To be done => List each line of the listing below that contains the string "chrome", copying every such line unchanged.
══ Provided entries ══
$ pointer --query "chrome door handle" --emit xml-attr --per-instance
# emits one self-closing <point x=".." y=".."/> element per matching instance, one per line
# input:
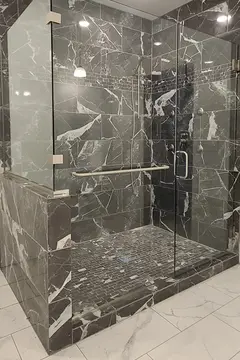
<point x="175" y="164"/>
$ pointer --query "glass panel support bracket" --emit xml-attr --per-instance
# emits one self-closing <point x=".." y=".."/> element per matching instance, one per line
<point x="56" y="159"/>
<point x="236" y="65"/>
<point x="54" y="18"/>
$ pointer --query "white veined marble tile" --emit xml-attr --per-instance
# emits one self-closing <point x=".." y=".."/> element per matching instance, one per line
<point x="29" y="346"/>
<point x="7" y="296"/>
<point x="3" y="280"/>
<point x="227" y="282"/>
<point x="192" y="305"/>
<point x="8" y="350"/>
<point x="71" y="353"/>
<point x="130" y="339"/>
<point x="12" y="319"/>
<point x="207" y="340"/>
<point x="230" y="314"/>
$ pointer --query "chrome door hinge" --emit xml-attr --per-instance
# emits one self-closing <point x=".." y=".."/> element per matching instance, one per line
<point x="236" y="65"/>
<point x="54" y="17"/>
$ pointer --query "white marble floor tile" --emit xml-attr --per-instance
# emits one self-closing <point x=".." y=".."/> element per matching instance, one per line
<point x="71" y="353"/>
<point x="209" y="339"/>
<point x="236" y="357"/>
<point x="8" y="350"/>
<point x="192" y="305"/>
<point x="3" y="281"/>
<point x="130" y="339"/>
<point x="144" y="357"/>
<point x="230" y="313"/>
<point x="12" y="319"/>
<point x="29" y="346"/>
<point x="227" y="282"/>
<point x="7" y="296"/>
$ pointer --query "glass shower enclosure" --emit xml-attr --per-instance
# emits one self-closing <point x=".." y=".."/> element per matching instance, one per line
<point x="141" y="140"/>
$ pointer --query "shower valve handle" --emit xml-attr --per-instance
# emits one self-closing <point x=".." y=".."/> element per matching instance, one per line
<point x="186" y="166"/>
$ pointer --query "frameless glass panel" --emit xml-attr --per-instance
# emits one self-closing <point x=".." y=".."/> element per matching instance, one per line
<point x="30" y="95"/>
<point x="206" y="116"/>
<point x="104" y="123"/>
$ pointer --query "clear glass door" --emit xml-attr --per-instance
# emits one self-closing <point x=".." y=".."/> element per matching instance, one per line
<point x="204" y="145"/>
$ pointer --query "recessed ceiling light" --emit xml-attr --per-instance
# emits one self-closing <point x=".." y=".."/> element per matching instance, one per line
<point x="223" y="18"/>
<point x="84" y="23"/>
<point x="165" y="60"/>
<point x="205" y="71"/>
<point x="80" y="72"/>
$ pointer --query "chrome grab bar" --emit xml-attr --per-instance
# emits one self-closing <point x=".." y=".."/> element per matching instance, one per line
<point x="186" y="166"/>
<point x="112" y="172"/>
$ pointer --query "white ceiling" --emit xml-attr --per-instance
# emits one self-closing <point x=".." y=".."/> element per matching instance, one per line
<point x="153" y="7"/>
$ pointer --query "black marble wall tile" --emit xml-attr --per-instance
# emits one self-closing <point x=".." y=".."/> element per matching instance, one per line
<point x="217" y="125"/>
<point x="137" y="152"/>
<point x="95" y="154"/>
<point x="10" y="13"/>
<point x="215" y="183"/>
<point x="100" y="33"/>
<point x="147" y="26"/>
<point x="210" y="210"/>
<point x="59" y="275"/>
<point x="219" y="95"/>
<point x="84" y="7"/>
<point x="22" y="5"/>
<point x="124" y="181"/>
<point x="213" y="236"/>
<point x="98" y="100"/>
<point x="136" y="42"/>
<point x="137" y="198"/>
<point x="167" y="38"/>
<point x="122" y="64"/>
<point x="121" y="222"/>
<point x="59" y="224"/>
<point x="68" y="27"/>
<point x="86" y="230"/>
<point x="211" y="154"/>
<point x="65" y="179"/>
<point x="99" y="204"/>
<point x="60" y="324"/>
<point x="121" y="18"/>
<point x="65" y="97"/>
<point x="75" y="126"/>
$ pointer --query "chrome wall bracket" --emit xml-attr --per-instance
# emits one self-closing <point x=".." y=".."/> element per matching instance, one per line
<point x="54" y="17"/>
<point x="56" y="159"/>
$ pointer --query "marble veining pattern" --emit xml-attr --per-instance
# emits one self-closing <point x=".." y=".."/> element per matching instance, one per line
<point x="109" y="268"/>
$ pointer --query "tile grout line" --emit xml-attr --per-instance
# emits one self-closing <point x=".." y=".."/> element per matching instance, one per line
<point x="182" y="331"/>
<point x="16" y="347"/>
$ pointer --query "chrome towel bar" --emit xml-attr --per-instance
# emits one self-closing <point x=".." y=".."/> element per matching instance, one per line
<point x="112" y="172"/>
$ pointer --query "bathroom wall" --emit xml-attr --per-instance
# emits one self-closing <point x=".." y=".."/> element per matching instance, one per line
<point x="36" y="257"/>
<point x="98" y="124"/>
<point x="10" y="11"/>
<point x="207" y="199"/>
<point x="29" y="77"/>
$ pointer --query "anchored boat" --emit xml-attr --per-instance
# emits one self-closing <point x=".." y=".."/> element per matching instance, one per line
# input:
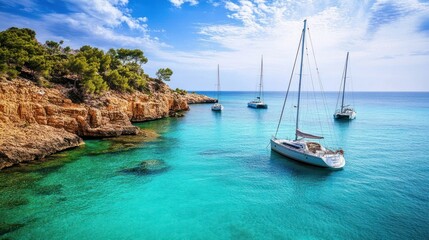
<point x="259" y="102"/>
<point x="300" y="148"/>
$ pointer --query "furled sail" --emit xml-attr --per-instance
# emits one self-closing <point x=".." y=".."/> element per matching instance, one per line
<point x="306" y="135"/>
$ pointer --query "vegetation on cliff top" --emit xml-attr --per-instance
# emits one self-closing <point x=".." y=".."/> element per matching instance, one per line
<point x="88" y="69"/>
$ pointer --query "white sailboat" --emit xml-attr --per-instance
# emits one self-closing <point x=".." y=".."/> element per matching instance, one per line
<point x="259" y="102"/>
<point x="345" y="112"/>
<point x="300" y="149"/>
<point x="217" y="106"/>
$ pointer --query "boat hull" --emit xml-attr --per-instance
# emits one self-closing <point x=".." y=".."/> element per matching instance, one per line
<point x="333" y="161"/>
<point x="257" y="105"/>
<point x="345" y="116"/>
<point x="217" y="107"/>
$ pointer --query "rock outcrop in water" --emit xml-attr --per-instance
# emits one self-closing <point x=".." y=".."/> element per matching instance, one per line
<point x="36" y="121"/>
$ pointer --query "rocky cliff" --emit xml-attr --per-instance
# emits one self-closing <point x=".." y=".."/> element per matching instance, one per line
<point x="37" y="121"/>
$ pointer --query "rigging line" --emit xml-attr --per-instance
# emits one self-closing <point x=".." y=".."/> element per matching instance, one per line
<point x="352" y="88"/>
<point x="339" y="90"/>
<point x="330" y="123"/>
<point x="290" y="81"/>
<point x="314" y="94"/>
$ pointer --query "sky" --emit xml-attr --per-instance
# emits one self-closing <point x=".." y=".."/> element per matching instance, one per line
<point x="388" y="40"/>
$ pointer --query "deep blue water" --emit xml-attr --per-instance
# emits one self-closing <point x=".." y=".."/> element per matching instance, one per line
<point x="223" y="182"/>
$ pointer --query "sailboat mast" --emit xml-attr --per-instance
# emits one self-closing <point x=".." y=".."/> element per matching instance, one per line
═══
Exercise result =>
$ pointer --query "chrome door handle" --emit xml-attr --per-instance
$ pointer --query "chrome door hinge" --emit xml-attr --per-instance
$ pointer --query "chrome grab bar" --emit xml-attr --per-instance
$ pointer --query "chrome wall bracket" --emit xml-attr --per-instance
$ pointer --query "chrome towel bar" --emit xml-attr --per-instance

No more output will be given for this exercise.